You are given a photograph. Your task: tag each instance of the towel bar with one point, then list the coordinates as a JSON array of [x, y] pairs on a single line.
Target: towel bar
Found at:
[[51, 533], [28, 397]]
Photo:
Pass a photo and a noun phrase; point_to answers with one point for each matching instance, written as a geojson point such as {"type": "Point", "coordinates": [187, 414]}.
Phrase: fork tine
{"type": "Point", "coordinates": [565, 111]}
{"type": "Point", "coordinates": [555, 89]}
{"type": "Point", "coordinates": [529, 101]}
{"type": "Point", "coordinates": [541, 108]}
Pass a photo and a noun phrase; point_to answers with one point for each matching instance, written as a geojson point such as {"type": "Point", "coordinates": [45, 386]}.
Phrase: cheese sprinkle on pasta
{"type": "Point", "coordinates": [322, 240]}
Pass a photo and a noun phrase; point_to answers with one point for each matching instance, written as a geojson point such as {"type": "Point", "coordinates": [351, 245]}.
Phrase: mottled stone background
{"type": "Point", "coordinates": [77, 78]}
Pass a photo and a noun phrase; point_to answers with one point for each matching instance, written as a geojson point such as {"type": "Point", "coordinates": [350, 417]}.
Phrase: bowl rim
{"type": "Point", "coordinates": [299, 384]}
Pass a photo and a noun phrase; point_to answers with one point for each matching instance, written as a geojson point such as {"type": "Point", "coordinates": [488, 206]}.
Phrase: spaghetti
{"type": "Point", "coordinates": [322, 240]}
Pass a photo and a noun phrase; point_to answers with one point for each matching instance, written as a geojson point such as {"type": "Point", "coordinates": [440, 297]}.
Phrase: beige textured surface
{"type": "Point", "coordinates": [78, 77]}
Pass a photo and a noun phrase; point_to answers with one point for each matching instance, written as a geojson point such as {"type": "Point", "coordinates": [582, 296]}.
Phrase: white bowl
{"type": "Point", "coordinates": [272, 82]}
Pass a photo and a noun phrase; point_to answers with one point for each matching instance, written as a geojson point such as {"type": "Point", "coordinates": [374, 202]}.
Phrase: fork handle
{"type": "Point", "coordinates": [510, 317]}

----

### TO BE DONE
Nothing should be left out: repeat all of the data exactly.

### RESPONSE TO THIS TASK
You are given a photograph. Your task: tag each instance of the towel bar with one point, then list the coordinates as a JSON array of [x, y] pairs on a single line.
Target: towel bar
Found at:
[[51, 533], [28, 397]]
Photo:
Pass a photo and a noun phrase; point_to answers with one point for each matching instance, written as a geojson point such as {"type": "Point", "coordinates": [187, 414]}.
Phrase: fork tine
{"type": "Point", "coordinates": [565, 111]}
{"type": "Point", "coordinates": [555, 89]}
{"type": "Point", "coordinates": [529, 101]}
{"type": "Point", "coordinates": [541, 108]}
Pass a photo and a noun phrase; point_to answers with one point for each matching instance, written as a geojson point such as {"type": "Point", "coordinates": [45, 386]}.
Phrase: cheese sprinkle on pasta
{"type": "Point", "coordinates": [322, 240]}
Pass a photo and a noun phrase; point_to answers with one point for each matching instance, written as a geojson point such as {"type": "Point", "coordinates": [351, 245]}.
Phrase: mottled stone background
{"type": "Point", "coordinates": [77, 78]}
Pass a photo and a noun phrase; point_to answers with one point for each matching instance, written as a geojson point such as {"type": "Point", "coordinates": [350, 417]}.
Phrase: bowl rim
{"type": "Point", "coordinates": [299, 384]}
Pass a photo and a noun phrase; point_to answers with one point for each matching instance, written as a geojson point such as {"type": "Point", "coordinates": [488, 206]}.
Phrase: spaghetti
{"type": "Point", "coordinates": [322, 240]}
Pass a photo and a noun phrase; point_to answers with one point for each matching instance, written as a geojson point such as {"type": "Point", "coordinates": [440, 297]}.
Phrase: beige textured surface
{"type": "Point", "coordinates": [78, 77]}
Pass a photo and a noun phrase; point_to answers with one point for each matching instance, written as a geojson point such as {"type": "Point", "coordinates": [582, 296]}.
Phrase: white bowl
{"type": "Point", "coordinates": [272, 82]}
Pass a photo and a noun phrase; point_to answers with one point for each matching instance, written as a geojson point such as {"type": "Point", "coordinates": [374, 202]}.
Phrase: fork handle
{"type": "Point", "coordinates": [510, 317]}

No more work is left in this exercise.